Stored data entries:
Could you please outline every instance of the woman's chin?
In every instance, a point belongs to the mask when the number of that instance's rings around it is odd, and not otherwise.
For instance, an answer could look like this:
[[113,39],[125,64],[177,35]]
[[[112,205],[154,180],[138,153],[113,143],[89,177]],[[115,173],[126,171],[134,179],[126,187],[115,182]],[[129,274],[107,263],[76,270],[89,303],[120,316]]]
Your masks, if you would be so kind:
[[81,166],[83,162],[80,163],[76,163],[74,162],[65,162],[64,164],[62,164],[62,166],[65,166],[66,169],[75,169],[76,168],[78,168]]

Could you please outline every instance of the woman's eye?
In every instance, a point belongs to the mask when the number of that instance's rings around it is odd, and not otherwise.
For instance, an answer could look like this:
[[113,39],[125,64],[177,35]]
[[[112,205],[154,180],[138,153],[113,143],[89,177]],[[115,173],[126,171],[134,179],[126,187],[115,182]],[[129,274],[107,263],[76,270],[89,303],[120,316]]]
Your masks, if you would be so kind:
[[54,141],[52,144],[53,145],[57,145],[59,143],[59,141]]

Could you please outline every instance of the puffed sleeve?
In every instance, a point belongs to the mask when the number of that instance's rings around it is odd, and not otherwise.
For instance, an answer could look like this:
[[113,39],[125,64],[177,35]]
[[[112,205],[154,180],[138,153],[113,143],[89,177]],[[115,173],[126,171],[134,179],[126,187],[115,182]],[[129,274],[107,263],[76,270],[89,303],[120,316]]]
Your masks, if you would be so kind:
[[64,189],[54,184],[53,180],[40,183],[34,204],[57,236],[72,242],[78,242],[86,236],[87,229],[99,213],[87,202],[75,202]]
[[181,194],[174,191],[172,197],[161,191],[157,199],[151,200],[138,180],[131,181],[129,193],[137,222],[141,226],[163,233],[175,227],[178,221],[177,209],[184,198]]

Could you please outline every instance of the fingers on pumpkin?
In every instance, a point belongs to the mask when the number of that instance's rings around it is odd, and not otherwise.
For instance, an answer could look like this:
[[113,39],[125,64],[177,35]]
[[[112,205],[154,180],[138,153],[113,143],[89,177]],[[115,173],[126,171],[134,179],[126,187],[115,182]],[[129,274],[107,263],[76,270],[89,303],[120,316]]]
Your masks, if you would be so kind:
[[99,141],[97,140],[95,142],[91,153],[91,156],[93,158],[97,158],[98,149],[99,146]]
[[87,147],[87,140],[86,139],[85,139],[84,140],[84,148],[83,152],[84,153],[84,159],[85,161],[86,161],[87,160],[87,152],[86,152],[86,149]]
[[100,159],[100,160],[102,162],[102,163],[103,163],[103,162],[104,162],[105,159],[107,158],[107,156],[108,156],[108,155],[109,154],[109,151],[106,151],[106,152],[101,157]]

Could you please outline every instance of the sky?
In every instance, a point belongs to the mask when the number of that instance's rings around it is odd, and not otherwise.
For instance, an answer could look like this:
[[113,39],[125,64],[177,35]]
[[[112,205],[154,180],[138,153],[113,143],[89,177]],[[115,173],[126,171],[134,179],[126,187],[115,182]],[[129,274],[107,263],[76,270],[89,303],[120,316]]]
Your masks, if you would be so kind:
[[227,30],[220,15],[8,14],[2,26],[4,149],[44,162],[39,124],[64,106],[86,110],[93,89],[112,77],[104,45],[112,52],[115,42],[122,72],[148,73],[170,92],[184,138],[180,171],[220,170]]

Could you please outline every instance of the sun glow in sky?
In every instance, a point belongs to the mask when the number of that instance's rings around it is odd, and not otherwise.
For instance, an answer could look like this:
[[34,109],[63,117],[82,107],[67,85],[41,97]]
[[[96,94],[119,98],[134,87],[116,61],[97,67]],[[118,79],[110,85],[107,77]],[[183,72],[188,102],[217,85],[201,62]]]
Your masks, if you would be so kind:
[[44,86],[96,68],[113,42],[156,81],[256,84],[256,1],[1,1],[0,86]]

[Set problem]: Copy exactly the lines above, from the one containing "Could you please outline every instance of the sun" through the very last line.

[Answer to this task]:
Could you please outline every instance of the sun glow in sky?
In every instance, a point belongs to the mask when the number of that instance's rings around it is odd, and not otherwise.
For instance, an answer could look like this:
[[34,109],[63,117],[82,107],[67,85],[41,97]]
[[[96,94],[119,98],[134,87],[116,61],[97,67]],[[118,79],[110,85],[107,77]],[[183,72],[188,102],[217,85],[201,62]]]
Your masks, if you would be so kind:
[[44,86],[96,68],[113,42],[156,81],[256,84],[256,1],[1,1],[0,86]]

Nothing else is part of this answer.